▶ [Records provided]
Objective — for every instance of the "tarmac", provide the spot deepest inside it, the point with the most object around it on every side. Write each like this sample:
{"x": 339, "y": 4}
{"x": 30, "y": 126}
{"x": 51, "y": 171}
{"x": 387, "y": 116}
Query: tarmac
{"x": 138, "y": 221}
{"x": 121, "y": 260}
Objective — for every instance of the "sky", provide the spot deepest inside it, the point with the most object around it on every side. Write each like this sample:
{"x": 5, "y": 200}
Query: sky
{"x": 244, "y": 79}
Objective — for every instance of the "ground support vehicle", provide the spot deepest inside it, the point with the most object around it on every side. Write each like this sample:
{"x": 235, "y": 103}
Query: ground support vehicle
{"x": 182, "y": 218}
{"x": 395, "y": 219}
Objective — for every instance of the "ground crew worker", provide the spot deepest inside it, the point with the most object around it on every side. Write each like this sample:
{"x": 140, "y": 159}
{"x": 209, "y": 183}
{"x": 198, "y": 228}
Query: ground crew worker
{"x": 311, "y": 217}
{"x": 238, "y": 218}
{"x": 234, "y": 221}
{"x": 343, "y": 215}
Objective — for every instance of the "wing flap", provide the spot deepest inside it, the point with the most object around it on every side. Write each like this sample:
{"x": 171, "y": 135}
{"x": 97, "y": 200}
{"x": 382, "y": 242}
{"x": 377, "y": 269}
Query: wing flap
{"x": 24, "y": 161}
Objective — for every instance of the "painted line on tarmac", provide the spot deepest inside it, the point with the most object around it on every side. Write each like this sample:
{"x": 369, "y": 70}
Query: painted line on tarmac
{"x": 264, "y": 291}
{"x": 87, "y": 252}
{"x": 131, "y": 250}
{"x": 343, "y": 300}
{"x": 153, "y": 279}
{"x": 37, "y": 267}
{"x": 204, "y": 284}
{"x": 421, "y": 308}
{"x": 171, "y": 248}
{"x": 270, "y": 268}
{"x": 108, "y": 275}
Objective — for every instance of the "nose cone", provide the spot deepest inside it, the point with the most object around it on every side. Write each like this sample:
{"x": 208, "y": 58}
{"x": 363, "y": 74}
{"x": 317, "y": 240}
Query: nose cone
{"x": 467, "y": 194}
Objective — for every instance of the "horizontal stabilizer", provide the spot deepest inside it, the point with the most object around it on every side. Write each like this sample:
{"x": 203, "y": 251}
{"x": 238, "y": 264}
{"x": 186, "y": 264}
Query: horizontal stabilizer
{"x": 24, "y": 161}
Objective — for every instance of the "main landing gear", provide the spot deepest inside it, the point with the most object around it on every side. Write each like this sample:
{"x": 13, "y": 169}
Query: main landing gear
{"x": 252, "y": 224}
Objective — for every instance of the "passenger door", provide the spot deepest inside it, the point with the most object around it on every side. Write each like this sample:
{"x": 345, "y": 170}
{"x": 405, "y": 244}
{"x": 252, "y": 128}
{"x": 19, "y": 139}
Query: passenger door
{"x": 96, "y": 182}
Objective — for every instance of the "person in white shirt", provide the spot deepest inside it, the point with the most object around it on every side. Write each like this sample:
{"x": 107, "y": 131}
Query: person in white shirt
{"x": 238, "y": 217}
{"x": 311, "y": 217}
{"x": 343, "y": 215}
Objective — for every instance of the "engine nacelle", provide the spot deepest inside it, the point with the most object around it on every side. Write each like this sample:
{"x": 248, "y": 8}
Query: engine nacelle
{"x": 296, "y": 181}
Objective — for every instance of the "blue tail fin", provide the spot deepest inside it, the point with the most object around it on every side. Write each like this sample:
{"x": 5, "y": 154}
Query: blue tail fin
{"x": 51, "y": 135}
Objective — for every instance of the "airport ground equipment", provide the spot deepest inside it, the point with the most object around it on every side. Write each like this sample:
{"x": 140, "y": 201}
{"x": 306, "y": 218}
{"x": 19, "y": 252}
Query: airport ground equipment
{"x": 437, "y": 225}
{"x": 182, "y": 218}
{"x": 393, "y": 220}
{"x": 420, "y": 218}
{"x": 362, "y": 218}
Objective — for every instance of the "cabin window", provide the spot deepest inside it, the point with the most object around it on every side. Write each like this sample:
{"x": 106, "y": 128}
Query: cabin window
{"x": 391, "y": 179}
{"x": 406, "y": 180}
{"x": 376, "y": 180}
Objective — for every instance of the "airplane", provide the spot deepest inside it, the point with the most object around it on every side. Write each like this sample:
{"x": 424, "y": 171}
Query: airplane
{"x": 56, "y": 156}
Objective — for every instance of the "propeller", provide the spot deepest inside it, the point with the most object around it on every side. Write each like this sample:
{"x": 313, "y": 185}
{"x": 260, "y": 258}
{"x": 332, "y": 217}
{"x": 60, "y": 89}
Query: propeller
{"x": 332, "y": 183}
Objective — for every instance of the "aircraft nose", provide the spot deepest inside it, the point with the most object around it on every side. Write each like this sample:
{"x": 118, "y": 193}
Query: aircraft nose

▶ [Exercise directions]
Reproduce the entire listing word for word.

▶ [Result of the task]
Objective — for every instance of the "tarmac", provide the spot deepest inside it, the point with the most object around it on every side. Write each like this sample:
{"x": 339, "y": 4}
{"x": 30, "y": 126}
{"x": 51, "y": 171}
{"x": 387, "y": 116}
Query: tarmac
{"x": 138, "y": 221}
{"x": 121, "y": 260}
Objective — for every instance of the "sky", provide the spot deepest inside it, the point with the most object around it on every side. Write each like this sample:
{"x": 5, "y": 200}
Query: sky
{"x": 244, "y": 79}
Objective — for every instance of the "ground support vehicle", provide the spot deepest inside it, the point with the most object around it on every side. Write each like this sample:
{"x": 235, "y": 103}
Query: ground support vehicle
{"x": 182, "y": 218}
{"x": 395, "y": 219}
Objective — for every instance of the "ground crew worker", provide the spot deepest inside it, the point with the most object around it on every side. Write each like this sample:
{"x": 140, "y": 159}
{"x": 209, "y": 183}
{"x": 198, "y": 228}
Query: ground crew worker
{"x": 311, "y": 217}
{"x": 238, "y": 218}
{"x": 234, "y": 221}
{"x": 343, "y": 215}
Objective — for every instance of the "wing flap", provide the spot deepest inside it, the point with the most object around it on every side. Write each like this sample:
{"x": 171, "y": 135}
{"x": 97, "y": 200}
{"x": 382, "y": 242}
{"x": 377, "y": 269}
Query: wing flap
{"x": 24, "y": 161}
Objective — for every instance of the "painted line on tarmac", provide the spot deepest inside it, the point with the most object around it on every side. Write each like this sample:
{"x": 369, "y": 70}
Query: painted line on tarmac
{"x": 264, "y": 291}
{"x": 87, "y": 252}
{"x": 131, "y": 250}
{"x": 343, "y": 300}
{"x": 153, "y": 279}
{"x": 37, "y": 267}
{"x": 204, "y": 284}
{"x": 421, "y": 308}
{"x": 171, "y": 248}
{"x": 270, "y": 268}
{"x": 108, "y": 275}
Objective — for every instance of the "nose cone", provide the spot deepest inside it, the point with the most object around it on every side. Write each like this sample:
{"x": 208, "y": 58}
{"x": 363, "y": 74}
{"x": 317, "y": 240}
Query: nose cone
{"x": 467, "y": 194}
Objective — for every instance of the "horizontal stabilizer", provide the spot deepest inside it, the point with the most object around it on every side. Write each like this sample:
{"x": 203, "y": 251}
{"x": 238, "y": 264}
{"x": 186, "y": 264}
Query: horizontal stabilizer
{"x": 24, "y": 161}
Objective — for every instance of the "main landing gear", provide the spot deepest inside it, the point with the most object around it on every side. Write each like this sample:
{"x": 13, "y": 169}
Query: main landing gear
{"x": 252, "y": 224}
Objective — for every instance of the "passenger door", provide the spot deepest inside it, the point with the most object around it on every side. Write each like this sample:
{"x": 345, "y": 170}
{"x": 405, "y": 244}
{"x": 252, "y": 128}
{"x": 19, "y": 139}
Query: passenger door
{"x": 96, "y": 182}
Objective — for every instance of the "person in white shirt", provide the spot deepest inside it, the point with the most object around it on every side. Write each like this sample:
{"x": 107, "y": 131}
Query: person in white shirt
{"x": 238, "y": 217}
{"x": 311, "y": 217}
{"x": 343, "y": 215}
Objective — for every instance of the "engine nacelle", provide the spot deepest inside it, the point with the most object around it on every side. Write each like this sample:
{"x": 248, "y": 8}
Query: engine nacelle
{"x": 296, "y": 181}
Objective — for every instance of the "blue tail fin", provide the spot deepest inside it, the point with the most object around it on every side. Write each like this sample:
{"x": 5, "y": 154}
Query: blue tail fin
{"x": 51, "y": 135}
Objective — for every instance of the "airport ground equipment", provide the spot deepest inside it, the point with the most object around it on every side. Write each like this sample:
{"x": 140, "y": 201}
{"x": 306, "y": 218}
{"x": 19, "y": 252}
Query: airport ground equipment
{"x": 437, "y": 225}
{"x": 182, "y": 218}
{"x": 393, "y": 220}
{"x": 420, "y": 218}
{"x": 362, "y": 218}
Objective — for every instance of the "cabin window", provide the spot deepest inside it, the point with the most object around it on every side. Write each like this sample:
{"x": 106, "y": 128}
Query: cabin window
{"x": 391, "y": 179}
{"x": 406, "y": 180}
{"x": 376, "y": 180}
Objective — for every instance of the "airplane", provide the spot deepest inside it, the point with the most object around it on every side. Write each like this sample:
{"x": 424, "y": 171}
Query: airplane
{"x": 56, "y": 156}
Objective — for every instance of the "propeller", provide the spot deepest inside it, the point with the most object around it on every side. Write each like this sample:
{"x": 313, "y": 185}
{"x": 260, "y": 258}
{"x": 332, "y": 217}
{"x": 60, "y": 89}
Query: propeller
{"x": 332, "y": 183}
Objective — for every instance of the "aircraft nose", provide the spot deepest inside it, the point with the most object around it on every side. Write each like this sample:
{"x": 118, "y": 193}
Query: aircraft nose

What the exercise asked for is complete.